**EXERCISE GOAL**
Retype all of the rows below, keeping every character the same.

**MATERIAL FOR THIS EXERCISE**

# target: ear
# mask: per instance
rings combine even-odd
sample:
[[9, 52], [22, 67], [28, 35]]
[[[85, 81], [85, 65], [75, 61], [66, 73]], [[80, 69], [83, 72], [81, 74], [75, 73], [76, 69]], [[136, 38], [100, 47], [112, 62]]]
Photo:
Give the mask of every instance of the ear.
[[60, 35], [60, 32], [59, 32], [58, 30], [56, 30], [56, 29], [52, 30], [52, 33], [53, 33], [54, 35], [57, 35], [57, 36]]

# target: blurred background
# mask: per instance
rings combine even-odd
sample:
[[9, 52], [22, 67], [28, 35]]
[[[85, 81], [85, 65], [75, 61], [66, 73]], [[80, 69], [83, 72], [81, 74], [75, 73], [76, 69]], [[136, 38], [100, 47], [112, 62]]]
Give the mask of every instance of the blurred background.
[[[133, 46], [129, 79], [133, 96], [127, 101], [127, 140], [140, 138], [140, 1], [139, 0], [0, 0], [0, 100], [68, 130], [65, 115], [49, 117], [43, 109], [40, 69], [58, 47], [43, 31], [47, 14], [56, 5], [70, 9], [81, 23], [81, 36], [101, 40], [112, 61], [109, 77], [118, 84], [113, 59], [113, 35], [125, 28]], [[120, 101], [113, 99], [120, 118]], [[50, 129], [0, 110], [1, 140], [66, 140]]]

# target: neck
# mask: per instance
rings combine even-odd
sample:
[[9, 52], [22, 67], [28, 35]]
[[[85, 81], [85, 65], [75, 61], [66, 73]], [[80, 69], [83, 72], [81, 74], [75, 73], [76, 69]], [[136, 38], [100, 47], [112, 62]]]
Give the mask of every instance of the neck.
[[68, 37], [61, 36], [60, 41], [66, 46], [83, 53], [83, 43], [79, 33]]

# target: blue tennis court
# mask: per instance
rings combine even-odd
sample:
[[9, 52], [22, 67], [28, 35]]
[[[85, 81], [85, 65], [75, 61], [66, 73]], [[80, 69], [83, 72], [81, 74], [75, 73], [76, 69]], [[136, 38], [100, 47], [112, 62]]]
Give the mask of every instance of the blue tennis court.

**PROBLEM SOLUTION**
# target: ear
# mask: per instance
rings combine even-odd
sample:
[[9, 52], [22, 67], [28, 35]]
[[[85, 81], [85, 65], [75, 61], [66, 73]], [[80, 69], [83, 72], [81, 74], [75, 73], [76, 69]], [[136, 38], [100, 47], [112, 62]]]
Photo:
Give the mask of every instance of the ear.
[[60, 35], [60, 32], [59, 32], [58, 30], [56, 30], [56, 29], [52, 30], [52, 33], [53, 33], [54, 35], [57, 35], [57, 36]]

# target: blurred background
# mask: per instance
rings combine even-odd
sample:
[[9, 52], [22, 67], [28, 35]]
[[[85, 81], [85, 65], [75, 61], [66, 73]], [[80, 69], [83, 72], [81, 74], [75, 73], [76, 69]], [[136, 38], [100, 47], [112, 62]]]
Give the mask of every instance of the blurred background.
[[[133, 46], [129, 79], [133, 96], [127, 101], [127, 140], [140, 138], [140, 1], [139, 0], [0, 0], [0, 100], [68, 130], [65, 115], [49, 117], [43, 109], [40, 69], [58, 47], [43, 31], [47, 14], [56, 5], [70, 9], [81, 23], [81, 36], [101, 40], [112, 61], [109, 77], [118, 84], [113, 59], [113, 35], [125, 28]], [[120, 101], [113, 99], [120, 118]], [[50, 129], [0, 110], [1, 140], [66, 140]]]

# target: neck
# mask: per instance
rings combine even-odd
sample:
[[9, 52], [22, 67], [28, 35]]
[[[85, 81], [85, 65], [75, 61], [66, 73]], [[80, 69], [83, 72], [81, 74], [75, 73], [76, 69]], [[136, 38], [100, 47], [112, 62]]]
Give the mask of every instance of the neck.
[[68, 37], [61, 36], [60, 41], [66, 46], [83, 53], [83, 43], [79, 33]]

# target: blue tennis court
# mask: per instance
rings combine even-odd
sample:
[[9, 52], [22, 67], [28, 35]]
[[[85, 81], [85, 65], [75, 61], [66, 73]], [[80, 69], [83, 72], [81, 74], [75, 73], [76, 69]], [[136, 38], [100, 47], [112, 62]]]
Give the mask of every instance of the blue tennis court.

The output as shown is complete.